■ Given problem 1 ■
Mark each statement about the histonets command help as yes or no, and quote the exact words of the help that decide it: (a) The VALUE for denoise ranges from 0 to 100. (b) If no output file name is given, standard output is used. (c) The dilate command binarizes with Otsu's method by default.
■ Given problem 2 ■
Pick up the histonets command help after its last line and keep writing it.

■ Selection ■
'''

Usage: histonets denoise [OPTIONS] VALUE [IMAGE]

Denoise IMAGE.

  • VALUE ranges from 0 to 100.
  • IMAGE path to a local (file://) or remote (http://, https://) image file. A Base64 string can also be piped as input image.

Options:

-o, --output FILENAME
 File name to save the output. For images, if the file extension is different than IMAGE, a conversion is made. When not given, standard output is used and images are serialized using Base64; and to JSON otherwise.

dilate

Usage: histonets dilate [OPTIONS] [IMAGE]

Thicken (dilate) IMAGE using dilation as the radius for the kernel to use. The number of times the dilation process is applied can be changed via the passes parameter (defautls to 1). If the image is not lack and white, it will be binarized using a binarization-method, which by default it’s Li’s algorithm (see the binarize command). The black and white image can also be thickened (dilated) by adjusting the dilation parameter before extracting the skeleton image.

Example:

histonets dilate -d 6 -p 1 -b otsu file://...
  • IMAGE path to a local (file://) or remote (http://, https://) image file. A Base64 string can also be piped as input image.

Options:

-d, –dilation INTEGER RANGE Dilation radius to thicken the binarized
image prior to perform skeletonization. Ranges from 0 to 100. Defaults to 1.
-p, –passes INTEGER RANGE Number of times the dilation is applied.
Ranges from 0 to 100. Defaults to 1.
-b, –binarization-method [sauvola|isodata|otsu|li]
Thresholding method to obtain the binary image. For reference, see http://scikit-imag e.org/docs/dev/auto_examples/xx_applications /plot_thresholding.html. Defaults to ‘li’.

'''

■ Provided records ■
'''

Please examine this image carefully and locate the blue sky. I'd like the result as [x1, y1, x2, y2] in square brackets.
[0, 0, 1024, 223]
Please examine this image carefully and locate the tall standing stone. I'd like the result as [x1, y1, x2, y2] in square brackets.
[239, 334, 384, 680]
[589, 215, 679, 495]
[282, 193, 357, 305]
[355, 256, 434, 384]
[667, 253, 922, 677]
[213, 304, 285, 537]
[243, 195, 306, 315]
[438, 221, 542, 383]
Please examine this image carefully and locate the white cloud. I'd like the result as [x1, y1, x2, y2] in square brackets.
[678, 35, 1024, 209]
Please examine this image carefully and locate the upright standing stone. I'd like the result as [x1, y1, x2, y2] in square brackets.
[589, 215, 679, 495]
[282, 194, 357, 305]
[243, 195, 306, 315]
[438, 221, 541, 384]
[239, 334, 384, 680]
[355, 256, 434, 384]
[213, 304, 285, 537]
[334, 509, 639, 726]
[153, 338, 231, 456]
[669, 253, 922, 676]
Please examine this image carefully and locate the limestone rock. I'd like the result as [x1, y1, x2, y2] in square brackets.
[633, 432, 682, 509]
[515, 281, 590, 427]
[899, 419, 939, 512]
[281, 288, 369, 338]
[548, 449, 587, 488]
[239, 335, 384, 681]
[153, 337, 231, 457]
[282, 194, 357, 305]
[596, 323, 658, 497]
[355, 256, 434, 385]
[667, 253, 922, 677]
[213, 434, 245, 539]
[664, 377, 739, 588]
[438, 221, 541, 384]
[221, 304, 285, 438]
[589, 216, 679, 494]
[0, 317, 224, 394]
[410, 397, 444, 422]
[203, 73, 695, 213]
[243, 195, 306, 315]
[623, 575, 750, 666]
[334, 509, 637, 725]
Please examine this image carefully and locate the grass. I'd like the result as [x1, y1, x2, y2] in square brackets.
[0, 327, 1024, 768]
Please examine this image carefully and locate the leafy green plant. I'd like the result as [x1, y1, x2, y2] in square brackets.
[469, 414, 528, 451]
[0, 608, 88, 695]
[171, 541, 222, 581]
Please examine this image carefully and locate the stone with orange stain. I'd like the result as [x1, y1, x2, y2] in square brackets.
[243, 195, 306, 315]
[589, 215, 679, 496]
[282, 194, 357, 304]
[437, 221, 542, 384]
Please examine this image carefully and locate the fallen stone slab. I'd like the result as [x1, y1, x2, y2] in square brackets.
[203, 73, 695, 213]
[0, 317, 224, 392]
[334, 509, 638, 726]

'''

■ Answer 1 ■
(a) Yes: "VALUE ranges from 0 to 100."
(b) Yes: "When not given, standard output is used"
(c) No: "Defaults to ‘li’."

■ Answer 2 ■
-i, --invert Invert the black and white colors of the binary image prior to dilation.
-o, --output FILENAME
 File name to save the output. For images, if the file extension is different than IMAGE, a conversion is made. When not given, standard output is used and images are serialized using Base64; and to JSON otherwise.

download

Usage: histonets download [OPTIONS] [IMAGE]

Download IMAGE.

  • IMAGE path to a local (file://) or remote (http://, https://) image file. A Base64 string can also be piped as input image.

Options:

-o, --output FILENAME
 File name to save the output. For images, if the file extension is different than IMAGE, a conversion is made. When not given, standard output is used and images are serialized using Base64; and to JSON otherwise.

enhance

Usage: histonets enhance [OPTIONS] [IMAGE]

Clean IMAGE automatically with sane defaults.

  • IMAGE path to a local (file://) or remote (http://, https://) image file. A Base64 string can also be piped as input image.

Options:

-p, --palette TEXT
 Local file, URL, or JSON string representing a palette of colors encoded as lists of RGB components or hexadecimal strings preceded by the hash character (#). Ex: ‘[“#fa4345”, “[123, 9, 108]”, [1, 2, 3]]’.
-o, --output FILENAME
 File name to save the output. For images, if the file extension is different than IMAGE, a conversion is made. When not given, standard output is used and images are serialized using Base64; and to JSON otherwise.

equalize

Usage: histonets equalize [OPTIONS] VALUE [IMAGE]

Histogram equalization on IMAGE.

  • VALUE ranges from 0 to 100.
  • IMAGE path to a local (file://) or remote (http://, https://) image file. A Base64 string can also be piped as input image.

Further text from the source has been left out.